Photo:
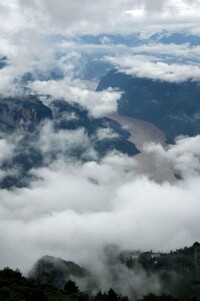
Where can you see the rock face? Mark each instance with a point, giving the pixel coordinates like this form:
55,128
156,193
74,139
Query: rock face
172,107
28,111
35,133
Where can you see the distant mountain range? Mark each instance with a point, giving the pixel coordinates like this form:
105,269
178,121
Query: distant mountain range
172,107
24,119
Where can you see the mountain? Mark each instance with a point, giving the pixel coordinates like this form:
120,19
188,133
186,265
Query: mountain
177,272
57,271
172,107
24,121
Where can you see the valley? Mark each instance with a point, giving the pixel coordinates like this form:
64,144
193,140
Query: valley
143,133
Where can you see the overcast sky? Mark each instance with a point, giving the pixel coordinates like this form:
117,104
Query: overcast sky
64,211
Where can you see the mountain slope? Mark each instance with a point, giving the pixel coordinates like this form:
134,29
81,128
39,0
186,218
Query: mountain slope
172,107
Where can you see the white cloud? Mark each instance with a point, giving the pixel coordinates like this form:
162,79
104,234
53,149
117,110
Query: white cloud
151,67
98,103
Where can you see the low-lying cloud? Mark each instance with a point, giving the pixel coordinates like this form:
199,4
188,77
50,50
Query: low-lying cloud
151,67
73,209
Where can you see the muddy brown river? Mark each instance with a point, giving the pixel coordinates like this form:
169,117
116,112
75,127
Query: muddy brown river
142,133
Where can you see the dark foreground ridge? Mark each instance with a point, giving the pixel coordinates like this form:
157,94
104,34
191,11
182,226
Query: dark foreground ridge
55,279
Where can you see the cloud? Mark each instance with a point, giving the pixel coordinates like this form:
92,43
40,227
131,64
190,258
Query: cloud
151,67
98,103
74,206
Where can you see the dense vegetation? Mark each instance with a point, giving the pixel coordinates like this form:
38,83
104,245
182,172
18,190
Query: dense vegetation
51,279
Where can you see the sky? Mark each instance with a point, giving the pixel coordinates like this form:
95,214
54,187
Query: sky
75,209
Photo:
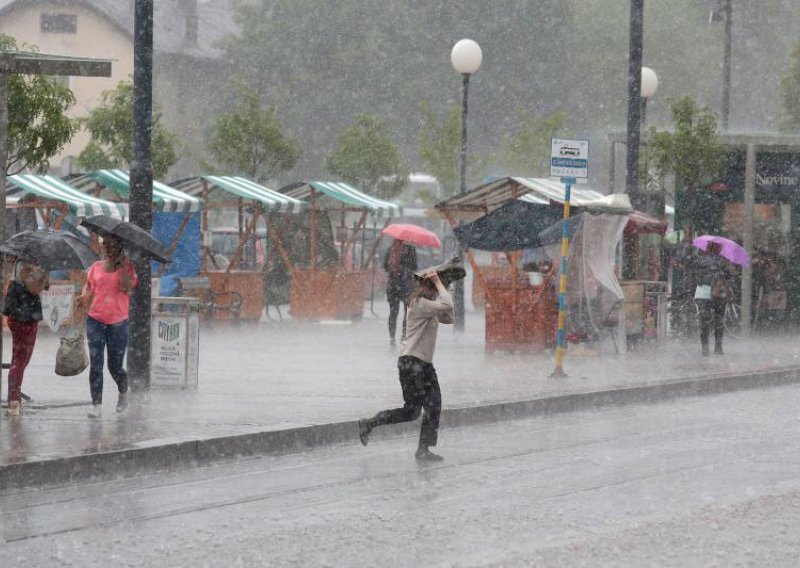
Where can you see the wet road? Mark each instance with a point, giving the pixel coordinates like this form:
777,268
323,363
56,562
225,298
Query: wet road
712,480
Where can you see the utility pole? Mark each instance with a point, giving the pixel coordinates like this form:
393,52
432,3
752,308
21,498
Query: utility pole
141,195
634,104
726,66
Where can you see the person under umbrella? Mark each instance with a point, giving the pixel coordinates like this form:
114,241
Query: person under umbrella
35,253
400,263
429,305
711,295
23,311
106,296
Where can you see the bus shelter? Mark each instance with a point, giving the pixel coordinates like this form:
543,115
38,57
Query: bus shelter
176,221
253,204
336,288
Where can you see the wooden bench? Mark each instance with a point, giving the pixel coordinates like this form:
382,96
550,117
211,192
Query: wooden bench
210,300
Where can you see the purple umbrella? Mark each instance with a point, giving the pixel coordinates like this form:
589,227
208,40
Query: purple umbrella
728,248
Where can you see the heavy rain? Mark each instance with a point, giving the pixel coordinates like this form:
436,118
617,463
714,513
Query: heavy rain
507,283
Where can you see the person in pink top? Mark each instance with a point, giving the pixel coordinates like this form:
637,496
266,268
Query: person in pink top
107,298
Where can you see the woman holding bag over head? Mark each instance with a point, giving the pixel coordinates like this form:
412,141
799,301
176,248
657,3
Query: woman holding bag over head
428,306
23,311
106,295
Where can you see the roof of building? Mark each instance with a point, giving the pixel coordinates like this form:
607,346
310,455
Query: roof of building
170,21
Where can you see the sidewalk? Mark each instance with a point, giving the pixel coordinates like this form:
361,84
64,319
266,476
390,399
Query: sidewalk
278,378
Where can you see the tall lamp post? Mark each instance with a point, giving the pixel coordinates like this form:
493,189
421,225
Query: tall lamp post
634,104
649,86
466,57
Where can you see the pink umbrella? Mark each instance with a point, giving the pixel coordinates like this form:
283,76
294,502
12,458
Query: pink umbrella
413,234
728,249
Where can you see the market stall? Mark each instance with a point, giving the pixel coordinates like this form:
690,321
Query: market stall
335,290
176,222
506,215
253,204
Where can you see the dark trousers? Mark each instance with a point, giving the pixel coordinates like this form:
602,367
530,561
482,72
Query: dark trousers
394,310
420,392
113,337
712,313
23,338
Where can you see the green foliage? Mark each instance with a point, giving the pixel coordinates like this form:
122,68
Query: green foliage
365,157
38,126
691,152
111,129
790,93
250,139
439,146
526,151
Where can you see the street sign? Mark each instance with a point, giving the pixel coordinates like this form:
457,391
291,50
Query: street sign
569,158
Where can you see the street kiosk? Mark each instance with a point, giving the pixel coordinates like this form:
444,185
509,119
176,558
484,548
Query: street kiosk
505,215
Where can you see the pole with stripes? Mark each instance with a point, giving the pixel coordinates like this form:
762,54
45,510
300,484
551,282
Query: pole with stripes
561,341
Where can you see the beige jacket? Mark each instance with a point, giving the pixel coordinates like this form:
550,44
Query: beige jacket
424,317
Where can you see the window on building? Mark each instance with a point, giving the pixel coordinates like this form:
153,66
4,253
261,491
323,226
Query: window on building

• **What the task asks**
Print every entry exactly as written, without the pictures.

• **Full answer**
Photo:
Where can you see the rock face? Mark each instance with a point, giving the pixel coordinates like this form:
55,128
156,193
74,139
Query: rock face
172,107
28,111
35,133
Where can you see the distant mountain range? Mark each instance with a point, giving the pixel coordinates like this form:
105,269
178,121
Query: distant mountain range
172,107
24,119
Where can you see the mountain? Mark each instance with a point, giving the pixel coordinates like this form:
120,19
188,133
186,265
Query: mountain
177,272
57,271
172,107
24,121
Where can you see the valley? Mark each instance with a point, giving the pixel coordinates like this form:
64,144
193,140
Query: valley
143,133
Where can you see the overcast sky? Mark each instance with a point, giving the pixel coordinates like this form:
117,104
Query: overcast sky
64,211
Where can you see the mountain slope? Mark each instance with a point, giving the pixel coordinates like this form:
134,29
81,128
39,0
186,218
Query: mountain slope
172,107
Where can you see the white cloud? Mark each instance with a point, giving the pixel coordinates like this form:
162,79
104,234
53,149
117,110
Query: white cloud
151,67
98,103
Where can you see the low-lying cloud? Mark each instance with a point, giving the pixel coordinates like this form:
199,4
188,77
50,50
Query: low-lying cloud
151,67
73,209
Where can you see the muddy brown river? Mark each instance with a point, giving the pixel coordinates like this form:
169,117
116,112
75,127
Query: muddy brown river
142,133
Where can you see the dark foreground ridge? Mark each instance with a point, giving the pixel coordinates like this form:
157,94
104,34
191,11
182,226
Query: dark foreground ridge
55,279
Where can you see the cloud? Mark each instance with a point, giving the pixel coordinates like this form:
92,43
40,227
131,64
190,258
Query: cloud
151,67
98,103
74,206
Where can you see the dense vegetation? Mark each instance with a point, giving the pixel coordinates like this form:
38,83
104,245
182,172
18,190
Query: dense vegetation
51,279
Where can you see the sky? Mark each instance with a point, giving the pixel coordinates like this form:
95,214
54,187
Query: sky
75,209
Photo:
Where can you see the wet road? Mark each instance with a point, giving the pixel coordinates like this form:
777,268
323,363
56,562
225,298
Query: wet road
712,480
Where can you see the utility pole? Mark each instance with a point, giving the pixel coordinates like this form:
393,52
432,3
752,308
21,498
Query: utility pole
141,195
634,104
726,66
Where can you see the person under umbrella? Mark each instance with a point, giving the pixel coordinates like this form:
114,241
Query: person under umbrella
35,253
400,263
429,305
711,295
23,311
106,296
Where can you see the bus shelter? Mark each instance with a point, giving the pixel coordinates like this form:
543,115
38,57
Query: bus shelter
176,221
253,204
336,288
Where can you see the wooden bench? Mark each instance with a point, giving the pixel coordinates like this form:
382,96
550,117
211,192
Query: wooden bench
210,300
Where can you see the purple umbrella? Mark each instance with a point, giving the pixel coordinates like this form:
589,227
208,40
Query: purple umbrella
728,248
Where can you see the heavy rain? Mark each instance with a point, giving the pixel coordinates like this form:
436,118
617,463
714,513
Query: heavy rain
507,283
Where can you see the person in pink top? Mark each instance with a point, giving the pixel coordinates like this form:
637,496
266,268
Query: person in pink top
107,298
Where can you see the woman holding bag over head? Mark each instance with a point, giving the pixel coordinates like this form:
412,141
799,301
176,248
657,3
Query: woman holding bag over head
428,306
23,311
106,295
Where can you see the roof of building? Mark each instance with a point, giving the pixel coordinates like this form:
607,346
310,455
Query: roof of building
170,21
Where can you see the sidewalk? Mark each instance with a point, giving the pixel coordinates like this form:
361,84
64,319
266,476
390,399
Query: sidewalk
278,378
Where can you see the tall lamp post? Mark each instance with a point, giving the pixel coordinates like this form:
493,189
421,225
Query: tall lamp post
634,104
649,86
466,57
Where can you see the pink umbrella? Mark each instance with a point, giving the pixel coordinates like this form:
283,76
294,502
12,458
Query: pink umbrella
413,234
728,249
Where can you see the market stall? Mark each instance with a point, giving the pixel coordinates like this form:
690,321
Query: market stall
335,290
176,222
506,215
253,204
Where can you see the dark trousers? Mark each instance with a point, giving the pixel coordinates like this form:
602,367
530,561
482,72
Query: dark trousers
394,310
420,392
113,337
712,313
23,338
Where can you see the green foliage? Mark each instance with a point, giving the pixel coordinates like this form:
122,68
Query: green foliage
365,157
38,126
691,152
111,129
790,93
250,139
439,146
526,151
Where can you see the street sign? Mark each instance with a point, giving the pixel coordinates like this form:
457,391
291,50
Query: street sign
569,158
Where can you see the street kiosk? Mark each instance with a point, giving the pixel coordinates like this form:
444,185
509,119
176,558
484,548
Query: street kiosk
505,215
Where can you see the pole with stripes? Mark each instance with a point, giving the pixel coordinates like this form:
762,54
45,510
300,484
551,282
Query: pole with stripes
561,341
Where can you see the beige jacket? Mark each instance with a point, giving the pixel coordinates like this form:
550,44
Query: beige jacket
424,317
Where can you see the window on building? Mark each instance with a point, giving the pixel coordinates like this form:
153,66
4,253
261,491
323,226
Query: window on building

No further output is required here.